▸ **PROBLEM TO WORK ON**
All of the data is to be set down again without alteration.

□ □ □ □ □ □ □

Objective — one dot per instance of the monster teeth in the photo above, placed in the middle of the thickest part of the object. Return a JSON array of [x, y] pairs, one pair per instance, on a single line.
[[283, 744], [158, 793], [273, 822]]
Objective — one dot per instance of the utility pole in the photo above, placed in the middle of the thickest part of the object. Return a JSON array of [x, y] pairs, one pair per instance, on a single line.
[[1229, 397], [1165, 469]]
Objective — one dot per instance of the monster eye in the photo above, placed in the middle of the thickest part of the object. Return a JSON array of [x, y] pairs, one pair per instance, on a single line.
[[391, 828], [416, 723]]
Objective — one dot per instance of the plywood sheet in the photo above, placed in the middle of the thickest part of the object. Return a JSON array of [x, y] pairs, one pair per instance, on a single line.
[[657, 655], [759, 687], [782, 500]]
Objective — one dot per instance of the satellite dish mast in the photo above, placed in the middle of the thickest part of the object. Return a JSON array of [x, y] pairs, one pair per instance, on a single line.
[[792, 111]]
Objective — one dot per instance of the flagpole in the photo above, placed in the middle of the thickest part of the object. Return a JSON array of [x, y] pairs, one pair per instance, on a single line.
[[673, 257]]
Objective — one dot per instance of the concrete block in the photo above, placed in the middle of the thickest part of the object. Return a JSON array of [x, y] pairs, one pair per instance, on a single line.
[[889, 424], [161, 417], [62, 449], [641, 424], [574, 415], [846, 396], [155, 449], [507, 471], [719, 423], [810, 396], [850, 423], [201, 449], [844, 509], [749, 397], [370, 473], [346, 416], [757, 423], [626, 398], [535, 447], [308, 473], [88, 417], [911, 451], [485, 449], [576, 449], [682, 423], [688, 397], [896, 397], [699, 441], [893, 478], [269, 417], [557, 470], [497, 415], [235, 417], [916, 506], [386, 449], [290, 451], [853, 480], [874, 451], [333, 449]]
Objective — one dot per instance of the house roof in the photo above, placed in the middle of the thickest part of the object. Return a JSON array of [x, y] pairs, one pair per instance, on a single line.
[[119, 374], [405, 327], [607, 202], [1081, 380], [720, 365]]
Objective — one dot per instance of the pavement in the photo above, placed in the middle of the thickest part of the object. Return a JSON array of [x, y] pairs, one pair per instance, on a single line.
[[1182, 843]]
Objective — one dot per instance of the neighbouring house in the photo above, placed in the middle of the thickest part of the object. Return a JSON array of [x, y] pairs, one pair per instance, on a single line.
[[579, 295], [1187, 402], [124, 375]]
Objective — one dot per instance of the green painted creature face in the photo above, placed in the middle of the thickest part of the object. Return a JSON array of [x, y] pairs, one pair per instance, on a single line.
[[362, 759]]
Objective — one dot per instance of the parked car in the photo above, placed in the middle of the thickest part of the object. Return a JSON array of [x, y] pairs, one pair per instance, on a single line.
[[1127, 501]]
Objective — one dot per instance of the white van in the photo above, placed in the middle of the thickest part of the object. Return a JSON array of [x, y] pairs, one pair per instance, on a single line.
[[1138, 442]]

□ □ □ □ □ □ □

▸ **RESPONSE TO THE TASK**
Objective — one dot per instance of the monster teeth in the photo above, placed in the middle of the thickest part of the object. Return a JSON array of [x, y] pairs, one pair per instance, on a single line.
[[283, 744], [158, 793], [273, 822]]
Objective — one dot per instance of the utility pole in the photo above, placed in the middle of the thickest part of the object. Return a JSON array of [x, y] pairs, one pair per instance, on a single line.
[[1229, 397], [1165, 469]]
Objective — one dot per instance of the monster eye in the photo above, placed in the middle of the thickest part of the object. Return a JSON array of [x, y] pairs, one pair per instance, on a single line.
[[391, 828], [416, 723]]
Objective — one dot per instance of the plywood sheet in the photo above, placed in the middle of the thickest part of the object. Return a JSON array of [x, y] pairs, one pair per instance, on a single line.
[[657, 655], [759, 687], [782, 500]]
Objective — one dot per instance of the satellite dish mast in the photo above, placed in the middle of the thickest part of the object. Return a JSON array of [x, y] pairs, one pair per instance, on a single line.
[[792, 111]]
Objective — one dot per instance of the flagpole in the photo above, placed in the middle of the thickest part of the object. Return a JSON array of [x, y] pairs, one pair per instance, on a single line.
[[673, 257]]
Objective — one dot per instance of the concrete block in the photo above, placed in the middle of the thickest part of the object. Return a JSON array of [x, y] pairs, one pair per instance, on a single line.
[[889, 424], [161, 417], [62, 449], [641, 424], [574, 415], [846, 396], [155, 449], [507, 471], [719, 423], [810, 396], [850, 423], [201, 449], [844, 509], [749, 397], [370, 473], [346, 416], [757, 423], [626, 398], [535, 447], [308, 473], [88, 417], [911, 451], [485, 449], [576, 449], [682, 423], [688, 397], [896, 397], [699, 441], [893, 478], [269, 417], [557, 470], [497, 415], [235, 417], [916, 506], [386, 449], [290, 451], [853, 480], [874, 451], [333, 449]]
Objective — one dot per instance of the house roof in the photo above, placed in the middle of the thickest part of the object. Return a JSON array of [x, y] pairs, one pair per instance, on a single line.
[[119, 374], [405, 327], [607, 202], [1081, 380], [720, 365]]
Objective — one dot per instance of the pavement in the photo above, placed in the middle of the thickest part of the object. Return a JSON array of [x, y] pairs, one pair per instance, on a single line.
[[1182, 843]]
Objective — one dot per instance of the neighbouring house in the photo above, placed in the middle of the thickest part of the object. Return a JSON array of [x, y] pairs, one pair per instance, on a single line.
[[579, 295], [1187, 402], [124, 375]]
Objective — one dot per instance of the green painted creature face in the photo above, placed in the middle of the thickest part of the object. Return a JSON array of [x, y] pairs, one pair per instance, on a single line.
[[362, 759]]
Objective — one dot per instance of the parked car in the photo above, placed in the middle of the thickest part of the object. Return a JSON array of [x, y] pairs, one pair per instance, on a single line.
[[1127, 501]]
Objective — one dot per instance of the white van in the photo above, placed in the middle of the thickest part of the object. Return a JSON array of [x, y] pairs, one pair per instance, on a single line.
[[1138, 442]]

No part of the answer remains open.